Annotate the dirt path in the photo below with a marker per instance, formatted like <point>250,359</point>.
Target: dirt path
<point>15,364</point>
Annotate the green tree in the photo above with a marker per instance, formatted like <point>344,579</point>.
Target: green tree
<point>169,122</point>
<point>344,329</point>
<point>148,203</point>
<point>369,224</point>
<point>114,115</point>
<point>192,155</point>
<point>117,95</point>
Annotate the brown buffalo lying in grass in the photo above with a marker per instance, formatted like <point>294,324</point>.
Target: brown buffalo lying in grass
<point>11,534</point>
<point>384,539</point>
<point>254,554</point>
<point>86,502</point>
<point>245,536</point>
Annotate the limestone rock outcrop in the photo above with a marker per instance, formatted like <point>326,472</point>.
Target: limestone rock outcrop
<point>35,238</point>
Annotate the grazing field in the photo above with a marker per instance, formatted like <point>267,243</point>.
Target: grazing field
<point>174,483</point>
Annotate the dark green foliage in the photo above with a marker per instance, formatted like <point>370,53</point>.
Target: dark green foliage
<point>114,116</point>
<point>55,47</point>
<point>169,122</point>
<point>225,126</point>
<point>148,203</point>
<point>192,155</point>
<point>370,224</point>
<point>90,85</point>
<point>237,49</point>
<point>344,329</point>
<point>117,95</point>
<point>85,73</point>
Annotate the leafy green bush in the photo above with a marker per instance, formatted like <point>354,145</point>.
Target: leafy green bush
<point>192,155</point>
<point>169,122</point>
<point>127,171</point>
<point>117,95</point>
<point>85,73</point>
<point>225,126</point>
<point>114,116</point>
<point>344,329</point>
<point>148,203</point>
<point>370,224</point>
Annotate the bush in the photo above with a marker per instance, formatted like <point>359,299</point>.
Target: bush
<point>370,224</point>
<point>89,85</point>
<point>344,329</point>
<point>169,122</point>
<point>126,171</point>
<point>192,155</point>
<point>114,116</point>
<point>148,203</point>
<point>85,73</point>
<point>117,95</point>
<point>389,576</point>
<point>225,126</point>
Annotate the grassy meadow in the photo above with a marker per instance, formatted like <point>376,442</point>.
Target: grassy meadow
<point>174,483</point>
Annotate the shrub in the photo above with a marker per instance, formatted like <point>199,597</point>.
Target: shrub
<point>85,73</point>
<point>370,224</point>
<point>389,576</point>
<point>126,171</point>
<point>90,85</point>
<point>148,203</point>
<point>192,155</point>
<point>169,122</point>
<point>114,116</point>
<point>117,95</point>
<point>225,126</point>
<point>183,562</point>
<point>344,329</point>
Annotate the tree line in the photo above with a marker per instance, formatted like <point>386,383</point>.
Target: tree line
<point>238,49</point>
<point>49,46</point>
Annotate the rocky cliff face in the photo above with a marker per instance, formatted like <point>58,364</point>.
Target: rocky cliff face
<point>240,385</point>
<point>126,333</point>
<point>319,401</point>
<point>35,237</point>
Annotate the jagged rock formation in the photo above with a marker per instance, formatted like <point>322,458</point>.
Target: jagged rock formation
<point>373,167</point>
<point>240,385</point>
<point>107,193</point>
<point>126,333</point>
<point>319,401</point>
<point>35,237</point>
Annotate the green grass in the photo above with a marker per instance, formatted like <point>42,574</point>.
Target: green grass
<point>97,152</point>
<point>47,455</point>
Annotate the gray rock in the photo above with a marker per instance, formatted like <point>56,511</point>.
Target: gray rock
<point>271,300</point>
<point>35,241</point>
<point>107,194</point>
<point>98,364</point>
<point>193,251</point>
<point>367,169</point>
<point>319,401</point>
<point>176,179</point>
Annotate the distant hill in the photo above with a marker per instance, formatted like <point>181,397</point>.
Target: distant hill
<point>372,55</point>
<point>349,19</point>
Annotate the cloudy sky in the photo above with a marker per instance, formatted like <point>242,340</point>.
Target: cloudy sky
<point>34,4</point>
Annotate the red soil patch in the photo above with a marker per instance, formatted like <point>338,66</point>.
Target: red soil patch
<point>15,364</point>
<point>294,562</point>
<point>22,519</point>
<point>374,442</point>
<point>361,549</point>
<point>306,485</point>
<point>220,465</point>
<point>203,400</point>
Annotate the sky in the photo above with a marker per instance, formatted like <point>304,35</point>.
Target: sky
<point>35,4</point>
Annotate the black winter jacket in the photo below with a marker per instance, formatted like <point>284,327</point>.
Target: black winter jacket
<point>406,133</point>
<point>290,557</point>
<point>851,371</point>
---
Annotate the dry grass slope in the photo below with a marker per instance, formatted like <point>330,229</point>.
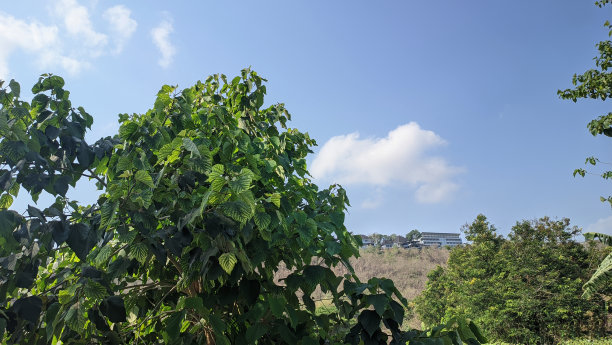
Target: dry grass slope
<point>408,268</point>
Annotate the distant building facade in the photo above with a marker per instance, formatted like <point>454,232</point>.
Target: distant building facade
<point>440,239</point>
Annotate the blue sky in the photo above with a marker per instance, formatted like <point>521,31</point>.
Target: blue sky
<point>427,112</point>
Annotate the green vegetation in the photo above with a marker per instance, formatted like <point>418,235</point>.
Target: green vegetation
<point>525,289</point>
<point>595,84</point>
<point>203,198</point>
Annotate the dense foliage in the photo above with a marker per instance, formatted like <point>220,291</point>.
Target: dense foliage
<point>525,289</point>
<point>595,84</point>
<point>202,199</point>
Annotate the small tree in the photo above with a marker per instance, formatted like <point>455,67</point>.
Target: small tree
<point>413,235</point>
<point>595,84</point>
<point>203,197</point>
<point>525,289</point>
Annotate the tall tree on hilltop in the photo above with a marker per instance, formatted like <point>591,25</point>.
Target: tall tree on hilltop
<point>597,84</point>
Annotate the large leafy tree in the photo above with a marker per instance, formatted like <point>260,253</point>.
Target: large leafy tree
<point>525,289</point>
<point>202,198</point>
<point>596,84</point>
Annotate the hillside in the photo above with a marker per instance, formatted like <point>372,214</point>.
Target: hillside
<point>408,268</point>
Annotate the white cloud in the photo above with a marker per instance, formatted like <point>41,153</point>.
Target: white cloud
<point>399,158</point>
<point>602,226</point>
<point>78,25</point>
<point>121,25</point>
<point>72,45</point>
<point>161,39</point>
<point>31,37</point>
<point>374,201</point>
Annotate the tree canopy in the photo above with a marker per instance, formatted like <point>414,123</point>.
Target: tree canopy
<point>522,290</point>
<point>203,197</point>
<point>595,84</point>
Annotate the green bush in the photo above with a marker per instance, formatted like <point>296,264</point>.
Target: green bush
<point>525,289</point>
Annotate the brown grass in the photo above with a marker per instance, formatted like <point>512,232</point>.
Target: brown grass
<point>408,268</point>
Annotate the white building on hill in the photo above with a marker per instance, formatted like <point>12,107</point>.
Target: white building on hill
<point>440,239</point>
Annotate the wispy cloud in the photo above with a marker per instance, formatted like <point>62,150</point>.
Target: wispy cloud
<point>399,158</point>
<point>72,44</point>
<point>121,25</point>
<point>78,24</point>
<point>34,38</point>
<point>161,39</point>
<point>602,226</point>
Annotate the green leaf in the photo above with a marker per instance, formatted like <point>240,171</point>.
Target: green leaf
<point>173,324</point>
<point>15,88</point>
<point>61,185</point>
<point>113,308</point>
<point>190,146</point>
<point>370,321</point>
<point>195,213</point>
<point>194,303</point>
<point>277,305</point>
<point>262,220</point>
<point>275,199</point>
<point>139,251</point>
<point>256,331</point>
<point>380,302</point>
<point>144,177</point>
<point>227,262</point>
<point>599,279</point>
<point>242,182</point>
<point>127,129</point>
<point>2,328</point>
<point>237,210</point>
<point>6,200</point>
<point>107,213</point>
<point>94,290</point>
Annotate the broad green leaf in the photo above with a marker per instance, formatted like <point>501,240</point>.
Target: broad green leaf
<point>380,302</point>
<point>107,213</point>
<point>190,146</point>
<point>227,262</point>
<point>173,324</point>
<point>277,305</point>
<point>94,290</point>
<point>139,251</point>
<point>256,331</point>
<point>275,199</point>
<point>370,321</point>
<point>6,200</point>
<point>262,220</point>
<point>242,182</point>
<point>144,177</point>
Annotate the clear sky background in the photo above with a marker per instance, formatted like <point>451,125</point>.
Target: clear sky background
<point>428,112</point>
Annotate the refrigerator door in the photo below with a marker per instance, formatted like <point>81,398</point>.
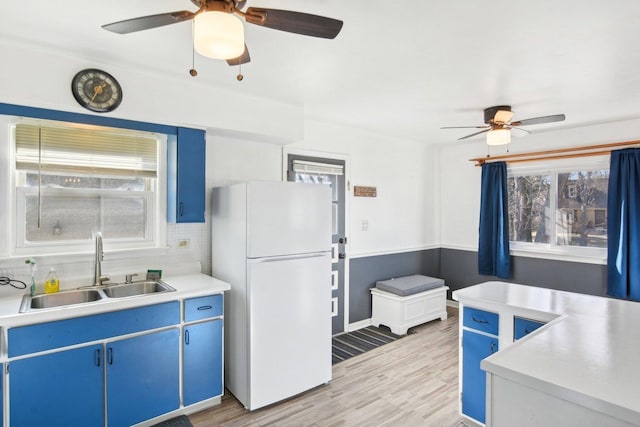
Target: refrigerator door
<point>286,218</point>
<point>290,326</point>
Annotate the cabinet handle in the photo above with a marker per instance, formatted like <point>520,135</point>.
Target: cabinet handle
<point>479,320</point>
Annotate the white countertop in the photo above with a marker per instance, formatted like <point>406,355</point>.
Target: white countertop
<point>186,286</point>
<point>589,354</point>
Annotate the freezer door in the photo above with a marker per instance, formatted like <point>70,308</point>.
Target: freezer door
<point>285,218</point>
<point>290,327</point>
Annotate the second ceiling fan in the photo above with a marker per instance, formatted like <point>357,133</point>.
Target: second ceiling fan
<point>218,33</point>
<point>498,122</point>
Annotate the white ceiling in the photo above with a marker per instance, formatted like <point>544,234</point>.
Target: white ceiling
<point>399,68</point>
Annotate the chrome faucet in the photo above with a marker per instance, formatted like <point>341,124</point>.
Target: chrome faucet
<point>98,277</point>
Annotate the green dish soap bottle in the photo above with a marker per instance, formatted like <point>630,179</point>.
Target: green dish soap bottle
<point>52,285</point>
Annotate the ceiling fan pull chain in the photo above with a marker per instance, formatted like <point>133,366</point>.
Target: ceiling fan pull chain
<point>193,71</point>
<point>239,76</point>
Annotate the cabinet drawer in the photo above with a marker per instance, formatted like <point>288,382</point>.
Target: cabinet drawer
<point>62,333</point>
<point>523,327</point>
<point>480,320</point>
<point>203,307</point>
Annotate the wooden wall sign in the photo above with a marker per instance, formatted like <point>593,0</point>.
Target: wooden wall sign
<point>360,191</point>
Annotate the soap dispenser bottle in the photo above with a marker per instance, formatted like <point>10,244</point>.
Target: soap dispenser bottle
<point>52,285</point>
* * *
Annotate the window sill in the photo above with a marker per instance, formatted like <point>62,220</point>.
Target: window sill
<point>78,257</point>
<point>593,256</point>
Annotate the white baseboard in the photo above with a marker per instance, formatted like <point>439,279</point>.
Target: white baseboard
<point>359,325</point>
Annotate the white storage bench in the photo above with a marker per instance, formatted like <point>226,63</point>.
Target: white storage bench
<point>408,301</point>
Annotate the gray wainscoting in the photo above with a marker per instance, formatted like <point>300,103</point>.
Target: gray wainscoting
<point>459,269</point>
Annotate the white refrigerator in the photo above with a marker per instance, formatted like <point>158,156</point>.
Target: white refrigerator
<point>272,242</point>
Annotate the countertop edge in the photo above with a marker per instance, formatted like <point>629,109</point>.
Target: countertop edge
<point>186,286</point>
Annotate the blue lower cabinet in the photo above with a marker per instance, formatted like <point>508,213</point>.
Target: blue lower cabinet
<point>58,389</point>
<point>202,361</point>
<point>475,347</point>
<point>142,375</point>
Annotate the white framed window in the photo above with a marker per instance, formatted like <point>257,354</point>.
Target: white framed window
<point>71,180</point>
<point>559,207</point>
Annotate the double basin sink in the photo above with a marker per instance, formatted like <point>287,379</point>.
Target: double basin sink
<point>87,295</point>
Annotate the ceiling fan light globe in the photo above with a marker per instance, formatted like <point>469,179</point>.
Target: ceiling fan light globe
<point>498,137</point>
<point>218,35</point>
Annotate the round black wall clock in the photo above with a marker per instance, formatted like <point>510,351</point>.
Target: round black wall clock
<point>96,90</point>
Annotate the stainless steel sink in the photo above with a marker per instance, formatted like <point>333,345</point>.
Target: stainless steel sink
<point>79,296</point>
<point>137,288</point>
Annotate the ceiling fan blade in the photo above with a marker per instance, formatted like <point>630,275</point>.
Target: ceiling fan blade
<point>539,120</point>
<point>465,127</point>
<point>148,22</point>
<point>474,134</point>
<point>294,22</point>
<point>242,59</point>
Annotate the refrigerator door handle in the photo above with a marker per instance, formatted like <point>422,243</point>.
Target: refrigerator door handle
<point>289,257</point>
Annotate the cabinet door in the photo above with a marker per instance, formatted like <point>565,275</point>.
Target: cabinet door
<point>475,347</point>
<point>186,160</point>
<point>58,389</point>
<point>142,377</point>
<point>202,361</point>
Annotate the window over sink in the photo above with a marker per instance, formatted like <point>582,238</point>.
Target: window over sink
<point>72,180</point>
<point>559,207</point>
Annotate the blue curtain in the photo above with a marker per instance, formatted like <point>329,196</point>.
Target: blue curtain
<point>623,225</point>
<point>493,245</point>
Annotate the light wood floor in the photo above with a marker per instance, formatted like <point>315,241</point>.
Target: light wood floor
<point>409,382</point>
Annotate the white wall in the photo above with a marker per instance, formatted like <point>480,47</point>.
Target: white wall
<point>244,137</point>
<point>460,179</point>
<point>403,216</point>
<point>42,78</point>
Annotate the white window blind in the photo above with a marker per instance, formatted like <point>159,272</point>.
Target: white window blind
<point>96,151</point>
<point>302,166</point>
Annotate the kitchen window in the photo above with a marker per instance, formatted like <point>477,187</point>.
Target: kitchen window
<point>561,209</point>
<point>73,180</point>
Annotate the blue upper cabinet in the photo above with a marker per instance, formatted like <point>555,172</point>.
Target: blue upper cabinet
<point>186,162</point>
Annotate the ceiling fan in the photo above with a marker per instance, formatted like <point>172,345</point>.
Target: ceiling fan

Your goal: Lay out the records from the line with "Annotate the distant building" to the line with "<point>203,198</point>" as a Markdown table with the columns Row and Entry. Number each line in Row, put its text in Entry, and leave out blank lines.

Answer in full:
| Row | Entry |
|---|---|
| 1 | Annotate the distant building facade in the photo above with a marker per instance, formatted like <point>454,232</point>. |
| 2 | Target: distant building facade |
| 3 | <point>440,239</point> |
| 4 | Annotate the blue sky in the photo above with a marker per instance, formatted like <point>521,31</point>. |
| 5 | Target: blue sky |
| 6 | <point>427,112</point> |
| 7 | Annotate the green vegetation in the photo above with a marker per instance, formatted like <point>418,235</point>. |
| 8 | Target: green vegetation |
| 9 | <point>525,289</point> |
| 10 | <point>595,84</point> |
| 11 | <point>203,198</point> |